» Problem requirements
Repeat exactly, and only, the lines of the entries below from the one with "Target: concrete porch floor" through the one with "Target: white trim board", both ends included.

» Data extracts
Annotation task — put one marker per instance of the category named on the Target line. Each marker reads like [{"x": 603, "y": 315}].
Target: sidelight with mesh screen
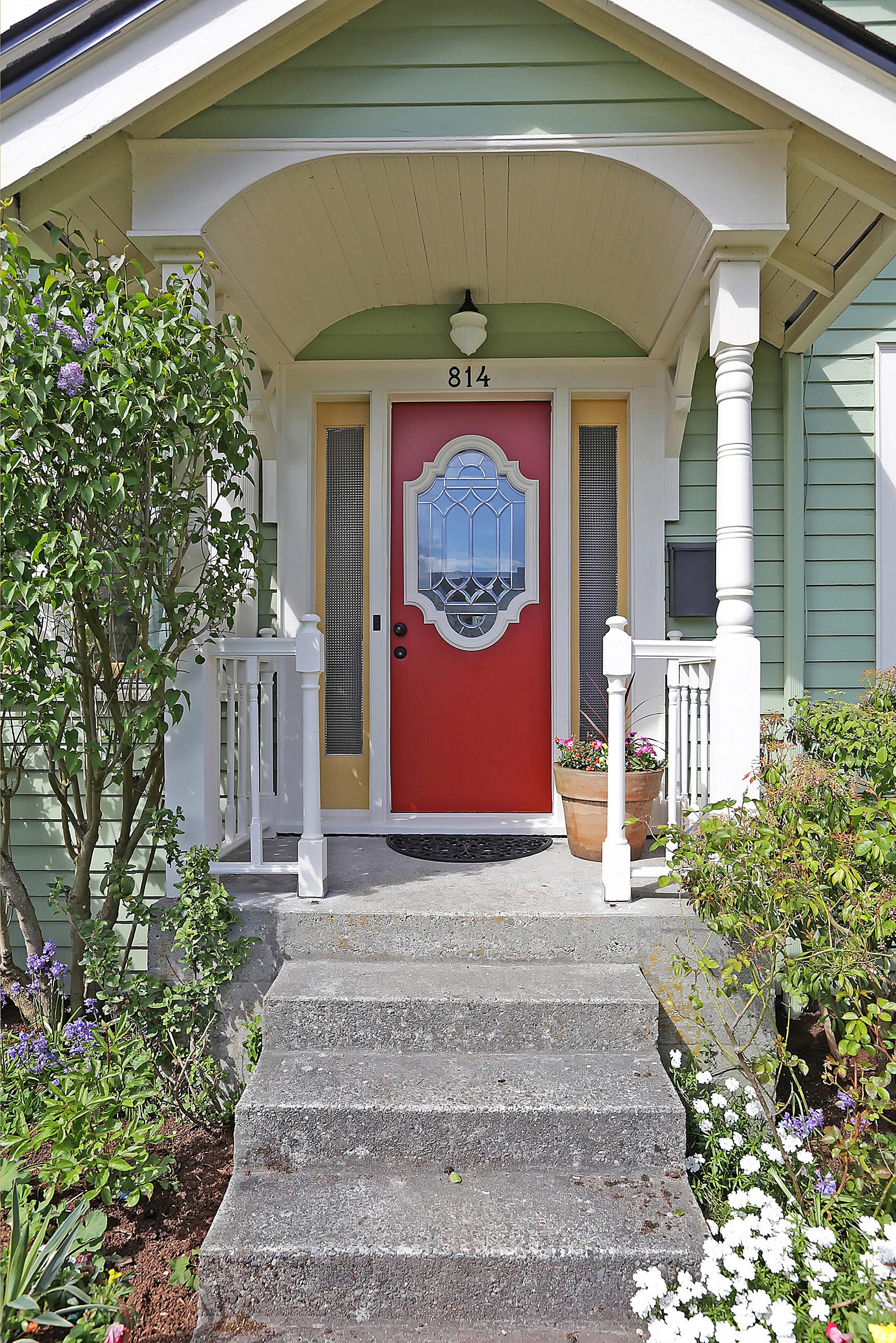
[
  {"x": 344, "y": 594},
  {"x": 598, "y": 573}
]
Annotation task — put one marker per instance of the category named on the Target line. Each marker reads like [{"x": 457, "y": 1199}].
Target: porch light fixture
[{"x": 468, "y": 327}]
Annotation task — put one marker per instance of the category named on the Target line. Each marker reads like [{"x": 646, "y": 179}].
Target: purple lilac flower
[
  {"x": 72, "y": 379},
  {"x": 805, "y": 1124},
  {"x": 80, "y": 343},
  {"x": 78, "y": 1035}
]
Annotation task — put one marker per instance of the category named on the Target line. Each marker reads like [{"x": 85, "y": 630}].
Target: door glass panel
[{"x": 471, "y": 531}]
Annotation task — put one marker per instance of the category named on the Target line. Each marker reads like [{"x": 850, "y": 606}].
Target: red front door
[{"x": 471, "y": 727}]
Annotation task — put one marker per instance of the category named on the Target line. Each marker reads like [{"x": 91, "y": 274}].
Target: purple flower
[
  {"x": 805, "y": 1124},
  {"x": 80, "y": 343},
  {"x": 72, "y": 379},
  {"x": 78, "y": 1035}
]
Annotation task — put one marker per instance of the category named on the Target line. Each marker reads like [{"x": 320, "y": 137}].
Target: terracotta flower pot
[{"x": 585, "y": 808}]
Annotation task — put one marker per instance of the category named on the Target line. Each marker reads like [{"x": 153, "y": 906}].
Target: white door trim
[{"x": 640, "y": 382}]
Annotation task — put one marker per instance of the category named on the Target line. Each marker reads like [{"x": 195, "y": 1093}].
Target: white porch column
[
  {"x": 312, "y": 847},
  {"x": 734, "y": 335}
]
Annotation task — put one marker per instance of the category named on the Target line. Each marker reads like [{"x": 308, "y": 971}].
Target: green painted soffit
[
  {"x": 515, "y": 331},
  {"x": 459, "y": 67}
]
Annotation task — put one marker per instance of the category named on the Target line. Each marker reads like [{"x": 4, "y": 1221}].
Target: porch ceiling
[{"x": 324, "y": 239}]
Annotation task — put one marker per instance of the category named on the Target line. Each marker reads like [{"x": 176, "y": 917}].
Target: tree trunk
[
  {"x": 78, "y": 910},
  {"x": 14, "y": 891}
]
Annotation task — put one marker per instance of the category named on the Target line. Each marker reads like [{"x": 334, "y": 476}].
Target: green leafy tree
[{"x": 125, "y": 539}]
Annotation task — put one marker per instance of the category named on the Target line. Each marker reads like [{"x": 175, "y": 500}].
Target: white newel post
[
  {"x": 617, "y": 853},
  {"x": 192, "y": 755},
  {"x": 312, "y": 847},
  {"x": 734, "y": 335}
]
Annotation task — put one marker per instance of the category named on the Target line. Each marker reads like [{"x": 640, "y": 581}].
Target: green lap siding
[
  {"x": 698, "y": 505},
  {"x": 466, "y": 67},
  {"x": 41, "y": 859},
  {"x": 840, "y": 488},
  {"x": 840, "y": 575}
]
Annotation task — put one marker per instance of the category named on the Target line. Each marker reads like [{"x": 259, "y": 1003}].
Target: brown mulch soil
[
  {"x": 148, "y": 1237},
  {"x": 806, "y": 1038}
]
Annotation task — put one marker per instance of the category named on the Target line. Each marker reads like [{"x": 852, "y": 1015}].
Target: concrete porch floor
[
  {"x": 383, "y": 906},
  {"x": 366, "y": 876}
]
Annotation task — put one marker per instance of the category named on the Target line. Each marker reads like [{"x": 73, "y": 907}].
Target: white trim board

--

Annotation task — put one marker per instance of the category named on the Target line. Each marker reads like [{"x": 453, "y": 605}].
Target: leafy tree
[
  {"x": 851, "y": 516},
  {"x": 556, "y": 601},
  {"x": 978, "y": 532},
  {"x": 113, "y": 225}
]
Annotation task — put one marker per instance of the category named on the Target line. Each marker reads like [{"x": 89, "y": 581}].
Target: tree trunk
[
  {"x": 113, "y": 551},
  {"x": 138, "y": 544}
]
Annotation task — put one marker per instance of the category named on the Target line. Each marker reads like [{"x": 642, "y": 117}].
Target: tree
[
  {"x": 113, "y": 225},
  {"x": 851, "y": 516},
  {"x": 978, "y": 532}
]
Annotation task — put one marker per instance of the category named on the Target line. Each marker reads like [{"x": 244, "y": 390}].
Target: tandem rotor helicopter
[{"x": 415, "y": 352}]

» Result of this exercise
Target: concrete porch floor
[
  {"x": 383, "y": 906},
  {"x": 366, "y": 876}
]
Annotation task — put one marker per instance of the category named on the Target line. Each marker reads like [{"x": 73, "y": 907}].
Target: white trim board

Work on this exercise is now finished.